• **GOAL OF THE EXERCISE**
Set each record down exactly, excluding all images.

• **EXCERPTED RECORDS**
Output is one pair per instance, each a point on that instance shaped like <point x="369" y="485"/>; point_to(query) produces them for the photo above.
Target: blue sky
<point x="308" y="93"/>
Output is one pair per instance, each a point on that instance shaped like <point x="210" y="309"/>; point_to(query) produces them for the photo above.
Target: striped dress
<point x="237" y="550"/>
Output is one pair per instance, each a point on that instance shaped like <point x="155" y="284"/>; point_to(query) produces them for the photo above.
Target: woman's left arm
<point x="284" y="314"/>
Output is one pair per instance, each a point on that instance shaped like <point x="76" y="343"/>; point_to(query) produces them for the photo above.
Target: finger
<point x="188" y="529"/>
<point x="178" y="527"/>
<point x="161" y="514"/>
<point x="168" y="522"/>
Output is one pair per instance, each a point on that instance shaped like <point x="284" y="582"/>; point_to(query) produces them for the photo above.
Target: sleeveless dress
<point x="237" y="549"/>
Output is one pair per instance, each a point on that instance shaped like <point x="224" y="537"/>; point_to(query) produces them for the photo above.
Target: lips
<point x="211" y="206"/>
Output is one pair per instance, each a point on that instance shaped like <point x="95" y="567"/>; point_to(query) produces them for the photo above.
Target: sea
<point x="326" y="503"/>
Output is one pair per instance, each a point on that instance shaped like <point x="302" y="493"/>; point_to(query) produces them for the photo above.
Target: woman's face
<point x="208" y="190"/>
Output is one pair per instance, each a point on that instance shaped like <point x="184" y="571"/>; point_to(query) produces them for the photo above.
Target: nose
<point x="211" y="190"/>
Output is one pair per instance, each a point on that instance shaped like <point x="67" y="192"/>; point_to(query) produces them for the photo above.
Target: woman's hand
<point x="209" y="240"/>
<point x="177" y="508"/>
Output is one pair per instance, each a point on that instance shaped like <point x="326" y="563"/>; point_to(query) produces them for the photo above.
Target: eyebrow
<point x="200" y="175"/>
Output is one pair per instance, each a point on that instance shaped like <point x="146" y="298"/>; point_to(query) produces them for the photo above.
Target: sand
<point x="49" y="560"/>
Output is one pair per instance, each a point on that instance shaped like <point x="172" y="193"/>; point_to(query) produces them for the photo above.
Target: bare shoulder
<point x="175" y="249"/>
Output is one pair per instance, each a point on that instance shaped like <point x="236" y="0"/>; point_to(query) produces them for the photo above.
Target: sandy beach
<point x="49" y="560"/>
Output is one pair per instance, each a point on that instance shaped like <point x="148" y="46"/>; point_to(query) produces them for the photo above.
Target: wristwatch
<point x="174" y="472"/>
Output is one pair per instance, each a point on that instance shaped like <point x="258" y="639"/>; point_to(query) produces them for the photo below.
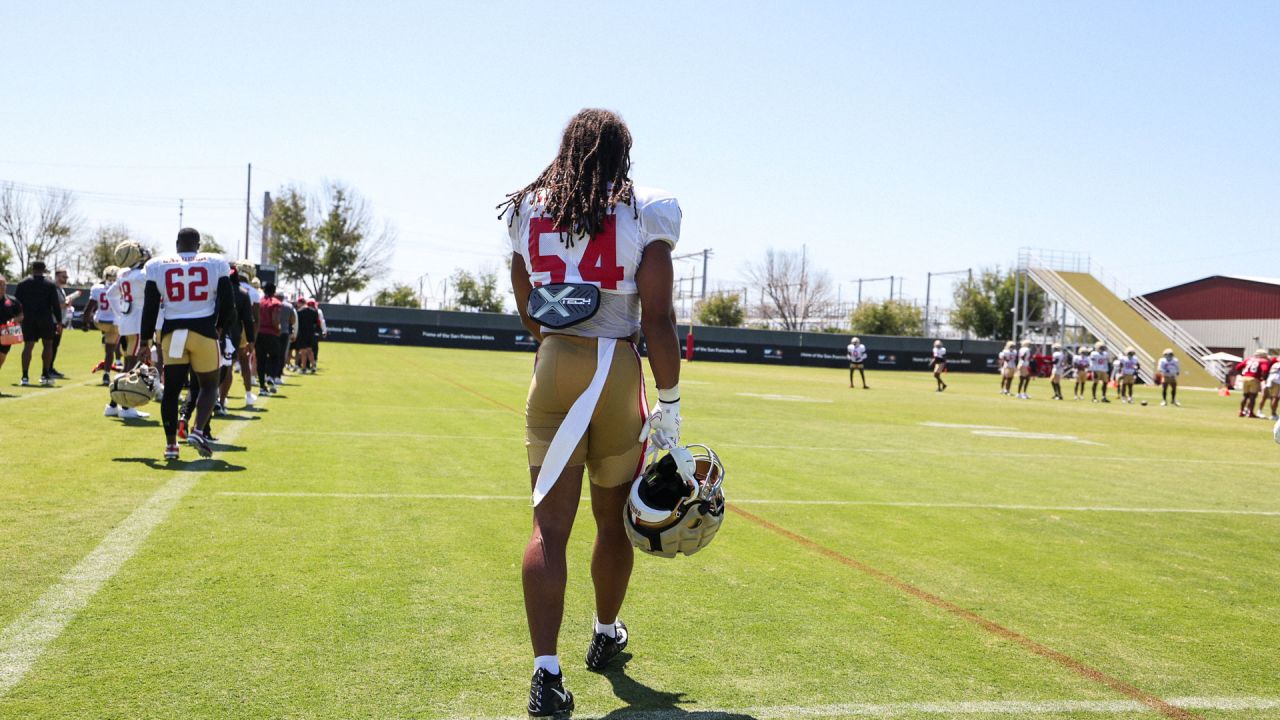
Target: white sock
<point x="549" y="662"/>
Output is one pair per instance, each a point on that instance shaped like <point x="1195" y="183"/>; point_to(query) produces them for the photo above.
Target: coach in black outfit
<point x="42" y="320"/>
<point x="9" y="310"/>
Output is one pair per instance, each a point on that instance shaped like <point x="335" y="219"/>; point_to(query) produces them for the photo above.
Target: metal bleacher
<point x="1136" y="323"/>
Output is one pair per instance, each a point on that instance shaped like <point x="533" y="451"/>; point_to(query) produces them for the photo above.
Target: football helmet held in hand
<point x="662" y="425"/>
<point x="677" y="505"/>
<point x="137" y="387"/>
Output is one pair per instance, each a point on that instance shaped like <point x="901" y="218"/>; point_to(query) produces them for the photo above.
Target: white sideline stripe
<point x="760" y="501"/>
<point x="818" y="449"/>
<point x="31" y="633"/>
<point x="1022" y="707"/>
<point x="378" y="496"/>
<point x="46" y="392"/>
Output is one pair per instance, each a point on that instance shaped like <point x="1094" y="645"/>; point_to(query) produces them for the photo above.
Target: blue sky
<point x="887" y="139"/>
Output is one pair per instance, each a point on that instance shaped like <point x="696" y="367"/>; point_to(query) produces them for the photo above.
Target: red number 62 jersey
<point x="187" y="283"/>
<point x="607" y="260"/>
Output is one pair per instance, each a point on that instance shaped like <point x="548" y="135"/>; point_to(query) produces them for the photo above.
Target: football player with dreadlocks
<point x="590" y="268"/>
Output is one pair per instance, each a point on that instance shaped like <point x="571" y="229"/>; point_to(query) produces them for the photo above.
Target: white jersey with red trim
<point x="608" y="260"/>
<point x="188" y="283"/>
<point x="97" y="294"/>
<point x="126" y="299"/>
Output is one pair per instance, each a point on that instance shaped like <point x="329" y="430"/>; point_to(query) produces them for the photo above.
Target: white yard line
<point x="760" y="501"/>
<point x="1019" y="707"/>
<point x="915" y="451"/>
<point x="31" y="633"/>
<point x="46" y="392"/>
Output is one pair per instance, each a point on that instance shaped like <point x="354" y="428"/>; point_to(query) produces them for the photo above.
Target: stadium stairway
<point x="1123" y="323"/>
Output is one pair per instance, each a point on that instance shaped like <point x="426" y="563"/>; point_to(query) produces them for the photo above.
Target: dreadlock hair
<point x="588" y="177"/>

• **WRITTEN REPLY**
Output is one pair per instance, each a point on that instance shaped like <point x="369" y="485"/>; point_to(query) produces them for the photo above.
Target: blue sky
<point x="308" y="93"/>
Output is one pair per instance, each a point on that instance shaped like <point x="210" y="309"/>; point_to(query) produces them for the photo above.
Target: striped dress
<point x="237" y="550"/>
Output is one pair per instance, each a point on that instance shaped like <point x="155" y="284"/>; point_to(query) produces them for the photo above.
Target: woman's left arm
<point x="284" y="314"/>
Output is one pair per instance, each a point on that instance shaped like <point x="76" y="343"/>; point_to(query) produces them for the photo above.
Target: finger
<point x="188" y="529"/>
<point x="178" y="527"/>
<point x="161" y="514"/>
<point x="168" y="522"/>
Output is one pair per instance, each a point on that instance shaped like <point x="284" y="582"/>; point_to(query) produces them for the photo above.
Target: sleeveless dress
<point x="237" y="549"/>
Output is one pair per instance, each a point on that instance shaped like <point x="224" y="537"/>; point_to(query) produces them for the photo above.
Target: lips
<point x="211" y="206"/>
Output is one pair per instance, each a point on that instance shaped like <point x="95" y="567"/>; point_to(query) produces them for the photo above.
Target: sea
<point x="326" y="503"/>
Output is one pair per instance, each a point on that instance shaped like <point x="302" y="493"/>; point_to(query) produces them for the photo above.
Target: woman's face
<point x="208" y="190"/>
Output is one pair per instance, each a point on that instance shaped like <point x="184" y="571"/>; point_to(query) produces them for the photo above.
Target: nose
<point x="211" y="190"/>
Output is one pair per instance, each a point on that instance shaped like <point x="67" y="192"/>; point_to(query) produces them for the photo above.
Target: woman's hand
<point x="209" y="240"/>
<point x="177" y="508"/>
Output is one pair per instance, each a point on that instance shaped like <point x="326" y="563"/>; point_to(query) produces them for the photo above.
Target: eyebrow
<point x="200" y="175"/>
Output is one pair per instance, each a point on that instance shaped like <point x="146" y="298"/>; point_to(query) produces them for the photo above.
Target: sand
<point x="49" y="560"/>
Output is one pair per instance, each a point on that instance shaped like <point x="172" y="193"/>; point_to(query) produces them for the photo above.
Target: bare shoulder
<point x="175" y="249"/>
Output is one pair per instance, each a point on that instance shaped like <point x="236" y="0"/>; point_to(query) produces them for the photo above.
Target: sandy beach
<point x="49" y="560"/>
Output is one pair per instance, each a point on that instance shaped like <point x="148" y="46"/>; point_to(query) produces them for the photo above.
Target: wristwatch
<point x="174" y="472"/>
Output is one pair per instance, each a point on that instance shaped like <point x="258" y="639"/>; point_to(query) produces them for the photo below.
Target: white sock
<point x="549" y="662"/>
Output is one pair per instance, each a point on that instance shaped like <point x="1195" y="183"/>; point_to(query) produces them for the photo above.
Target: coach in black outfit
<point x="42" y="320"/>
<point x="9" y="310"/>
Output is one pair per instance, each a point on that instance shaped like <point x="335" y="219"/>; point_to(query) produces them for the photo above.
Target: metal bleacher
<point x="1136" y="323"/>
Output is one pair per instance, each a point on that instance shaped like <point x="533" y="451"/>; point_to(query) produces them for the photo above.
Target: football helmet held in hand
<point x="662" y="425"/>
<point x="677" y="505"/>
<point x="137" y="387"/>
Output is one pair per instance, each a point on that instance shaped like <point x="901" y="218"/>; point_to(query) produces them for the photo above.
Target: white sideline stripe
<point x="760" y="501"/>
<point x="818" y="449"/>
<point x="31" y="633"/>
<point x="1022" y="707"/>
<point x="378" y="496"/>
<point x="46" y="392"/>
Output is one pair per instance, each a point on that instance shaped like <point x="1094" y="645"/>; point_to(query) produces them for the photo above.
Target: blue sky
<point x="887" y="139"/>
Output is one pair per instance, each a point on that instance shaped like <point x="696" y="367"/>; point_to(query) produces them for the photo above.
Target: red number 62 jersey
<point x="187" y="283"/>
<point x="607" y="260"/>
Output is one pair per instance, each a point on that instance shaped like <point x="548" y="135"/>; point_to(query) produces them for the photo above.
Target: football player with dreadlocks
<point x="590" y="268"/>
Output is one pair per instance, each a point on that instance shaped like <point x="571" y="229"/>; point_to(query) produces them for the photo above.
Target: white jersey with red trim
<point x="608" y="260"/>
<point x="188" y="283"/>
<point x="97" y="294"/>
<point x="126" y="299"/>
Output is one pair per instance, each a point on that instance shaped like <point x="329" y="430"/>; point_to(query) produces them for the photo above.
Target: white yard line
<point x="760" y="501"/>
<point x="1019" y="707"/>
<point x="915" y="451"/>
<point x="31" y="633"/>
<point x="46" y="392"/>
Output is one pair per instance, each a point on that instance shaped like <point x="354" y="428"/>; point_to(query) produces them for the photo above.
Target: stadium stairway
<point x="1123" y="323"/>
Output is one pair per instance, each a point on that instance shaped like <point x="426" y="563"/>; point_to(query) produces them for the photo above.
Target: dreadlock hair
<point x="588" y="177"/>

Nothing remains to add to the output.